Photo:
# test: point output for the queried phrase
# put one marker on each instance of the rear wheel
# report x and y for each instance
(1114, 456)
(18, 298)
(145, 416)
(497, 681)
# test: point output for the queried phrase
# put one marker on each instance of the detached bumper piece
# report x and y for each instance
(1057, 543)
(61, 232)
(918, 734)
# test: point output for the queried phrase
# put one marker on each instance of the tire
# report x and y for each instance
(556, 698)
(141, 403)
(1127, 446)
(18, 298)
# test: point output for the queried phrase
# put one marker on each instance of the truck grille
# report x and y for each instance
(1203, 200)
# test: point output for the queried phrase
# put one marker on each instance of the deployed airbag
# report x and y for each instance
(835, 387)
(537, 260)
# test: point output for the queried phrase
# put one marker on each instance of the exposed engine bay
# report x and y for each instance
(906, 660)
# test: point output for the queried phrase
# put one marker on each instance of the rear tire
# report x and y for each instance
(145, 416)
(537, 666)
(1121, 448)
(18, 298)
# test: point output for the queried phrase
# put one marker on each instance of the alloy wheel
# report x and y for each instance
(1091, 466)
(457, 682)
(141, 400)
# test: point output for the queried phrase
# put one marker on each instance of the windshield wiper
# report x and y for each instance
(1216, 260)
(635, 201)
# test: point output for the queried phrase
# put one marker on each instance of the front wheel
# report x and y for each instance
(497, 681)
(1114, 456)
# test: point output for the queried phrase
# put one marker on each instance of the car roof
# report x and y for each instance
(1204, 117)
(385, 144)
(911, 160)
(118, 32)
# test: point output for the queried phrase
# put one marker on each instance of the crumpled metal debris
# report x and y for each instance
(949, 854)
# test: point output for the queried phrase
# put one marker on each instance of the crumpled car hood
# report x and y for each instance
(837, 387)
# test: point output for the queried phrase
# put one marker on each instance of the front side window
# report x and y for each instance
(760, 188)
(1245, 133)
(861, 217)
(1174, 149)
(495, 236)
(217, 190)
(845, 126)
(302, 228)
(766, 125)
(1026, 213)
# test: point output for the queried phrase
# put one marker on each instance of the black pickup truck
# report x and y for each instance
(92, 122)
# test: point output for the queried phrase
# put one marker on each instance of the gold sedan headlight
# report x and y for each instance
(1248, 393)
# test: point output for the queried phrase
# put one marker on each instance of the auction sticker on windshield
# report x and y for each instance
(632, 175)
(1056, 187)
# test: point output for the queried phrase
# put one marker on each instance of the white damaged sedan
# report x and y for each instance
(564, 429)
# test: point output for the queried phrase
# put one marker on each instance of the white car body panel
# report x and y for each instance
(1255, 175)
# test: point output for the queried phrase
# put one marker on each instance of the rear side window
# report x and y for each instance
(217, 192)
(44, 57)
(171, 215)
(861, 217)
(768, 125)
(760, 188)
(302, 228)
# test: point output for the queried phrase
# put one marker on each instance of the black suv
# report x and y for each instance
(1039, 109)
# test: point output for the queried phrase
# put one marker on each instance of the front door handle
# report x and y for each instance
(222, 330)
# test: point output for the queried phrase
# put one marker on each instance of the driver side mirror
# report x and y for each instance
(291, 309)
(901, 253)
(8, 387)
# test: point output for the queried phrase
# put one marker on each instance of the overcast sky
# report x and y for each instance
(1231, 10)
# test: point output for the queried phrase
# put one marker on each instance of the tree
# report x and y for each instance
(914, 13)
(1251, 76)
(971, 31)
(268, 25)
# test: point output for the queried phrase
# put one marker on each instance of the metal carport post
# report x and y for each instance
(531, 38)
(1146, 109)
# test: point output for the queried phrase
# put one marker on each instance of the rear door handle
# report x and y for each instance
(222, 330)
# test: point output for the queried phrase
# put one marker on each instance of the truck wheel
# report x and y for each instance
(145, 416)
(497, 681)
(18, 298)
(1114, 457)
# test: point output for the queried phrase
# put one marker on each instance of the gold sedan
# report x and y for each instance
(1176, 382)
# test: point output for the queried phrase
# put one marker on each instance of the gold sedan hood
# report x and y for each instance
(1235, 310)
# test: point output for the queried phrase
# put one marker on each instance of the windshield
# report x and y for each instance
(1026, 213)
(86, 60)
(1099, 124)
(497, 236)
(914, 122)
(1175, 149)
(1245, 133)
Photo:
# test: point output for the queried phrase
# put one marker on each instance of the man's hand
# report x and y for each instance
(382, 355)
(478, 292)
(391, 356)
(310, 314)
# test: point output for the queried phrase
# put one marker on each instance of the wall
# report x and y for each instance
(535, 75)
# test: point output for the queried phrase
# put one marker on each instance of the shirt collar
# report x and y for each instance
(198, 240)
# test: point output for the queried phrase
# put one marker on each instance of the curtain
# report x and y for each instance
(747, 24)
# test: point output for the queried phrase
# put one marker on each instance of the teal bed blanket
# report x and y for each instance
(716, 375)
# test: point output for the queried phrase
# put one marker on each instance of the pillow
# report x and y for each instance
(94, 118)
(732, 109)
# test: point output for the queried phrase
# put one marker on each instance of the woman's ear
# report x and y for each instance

> [Directions]:
Print all records shown above, word for word.

> [Written solution]:
Photo:
# test: point output for the queried phrase
# put one marker on each instance of the rear wheel
# report x and y for each instance
(1114, 456)
(18, 298)
(145, 416)
(497, 681)
# test: point output for the queried phrase
# put one marker on each instance of the detached bumper piece
# report x and y for each instance
(1057, 543)
(61, 232)
(918, 734)
# test: point output for the queried phrase
# put one marker on each instance of the tire
# report x and y for each instance
(556, 698)
(141, 403)
(1127, 446)
(18, 298)
# test: point output for the queried phrase
# put one marker on each instance of the truck grille
# report x and y for each instance
(1203, 200)
# test: point output for the queried phrase
# put one marker on each instance of the deployed airbag
# report x and y for each instance
(835, 387)
(537, 260)
# test: point output for the queried phrase
# put one marker on each instance of the exposed engine bay
# report x and y for each instance
(906, 660)
# test: point output for the queried phrase
# put one marker on each instance of the rear tire
# report x and y for each instance
(145, 416)
(537, 666)
(1121, 448)
(18, 298)
# test: point output for the queried phrase
# put one marker on each instance of the alloy wheel
# report x and y for each instance
(1091, 466)
(457, 682)
(141, 400)
# test: point output for the queried phrase
# put one marker on each instance of the windshield wiper
# report x and y for each instance
(1216, 260)
(635, 201)
# test: point output for the queried phrase
# put one marker on each instance of the front wheel
# report x and y for each instance
(497, 681)
(1114, 456)
# test: point output for the queried phrase
# put one marker on each instance of the car roof
# report x and y for each instance
(1204, 117)
(385, 144)
(911, 160)
(118, 32)
# test: point output for the queried phrase
# put one marker on each instance of the crumpled metal debris
# report x and y for each instance
(949, 854)
# test: point output for the queried phrase
# put one marker on each instance of the crumpled car hood
# report x and y for each instance
(837, 387)
# test: point output for the queried phrase
# put one marker on each instance of the front side window
# report x and y for each instance
(760, 188)
(1245, 133)
(861, 217)
(1174, 149)
(495, 236)
(217, 190)
(845, 126)
(302, 228)
(766, 125)
(1026, 213)
# test: point output for the queried phrase
# put one marker on each instance of the black pickup truck
# report x and y for each instance
(92, 122)
# test: point output for the queried phrase
# put one marker on each instance of the gold sedan headlight
# report x and y for each instance
(1248, 393)
# test: point output for the queried phrase
# put one marker on each instance of the auction sticker on windshield
# report x and y for each instance
(632, 175)
(1056, 187)
# test: point output for the queried phrase
# put one marker on each instance of the white damaged sedan
# report x and y for each instance
(564, 429)
# test: point output for the queried phrase
# put one marker on each instance of the white car body panel
# report x and y for each instance
(1255, 175)
# test: point output for the queried phrase
# put one marker on each instance of the rear side window
# report x and y for each instance
(217, 192)
(44, 57)
(171, 215)
(861, 217)
(768, 125)
(760, 188)
(302, 228)
# test: point output for the queried phrase
# put one marker on each instance of the black suv
# report x and y for each instance
(1039, 109)
# test: point output for the queried phrase
# put one marker on each instance of the front door handle
# report x and y for each instance
(222, 330)
# test: point output for the queried phrase
# put one marker on each instance of the driver side mirror
# report x and y for each instance
(291, 309)
(901, 253)
(8, 387)
# test: point output for the queried phrase
# put one marker on each instance of the overcast sky
# report x and y for each instance
(1231, 10)
# test: point output for the queried phrase
# put one marker on each instance of the tree
# report x and y for each instance
(914, 13)
(1251, 76)
(971, 31)
(268, 25)
# test: point output for the queried phrase
# put one marker on each instance of the metal carport post
# report x and y for each instance
(531, 38)
(1146, 109)
# test: point output for the queried phrase
# put one marker on each instance of the rear door handle
# report x and y for each instance
(222, 330)
# test: point output for the queried phrase
# put one marker on each instance of the truck wheel
# report x and y for each instance
(145, 416)
(497, 681)
(18, 298)
(1114, 457)
# test: point output for the queried phrase
# put one marker on each instance of the gold sedan
# report x and y for each instance
(1176, 382)
# test: point output for the queried phrase
# put one marker on each instance of the gold sedan hood
# report x and y for each instance
(1235, 310)
# test: point output for the queried phrase
# put one marker on each instance of the windshield
# report x and y for each instance
(1026, 213)
(86, 60)
(1099, 124)
(497, 236)
(914, 122)
(1175, 149)
(1245, 133)
Photo:
# test: point output for the queried phrase
# put one marker on each instance of the man's hand
# report x and y for each instance
(382, 355)
(478, 292)
(391, 356)
(310, 314)
# test: point output for the queried phrase
# put one marker on each instance of the wall
# report x and y for each instance
(535, 75)
# test: point output for the queried phrase
# put one marker on each instance of the shirt collar
# report x and y for each instance
(198, 240)
# test: point output for the queried phrase
# put one marker on each instance of the curtain
# report x and y for each instance
(747, 24)
# test: point output for the queried phrase
# put one marker on each instance of the teal bed blanket
# report x and y for each instance
(716, 375)
# test: point output for the queried phrase
# put one marker on each instance of the pillow
# report x and y for each instance
(94, 118)
(732, 109)
# test: point output for the queried phrase
# put one marker on each instance of the woman's ear
# report x and y for each instance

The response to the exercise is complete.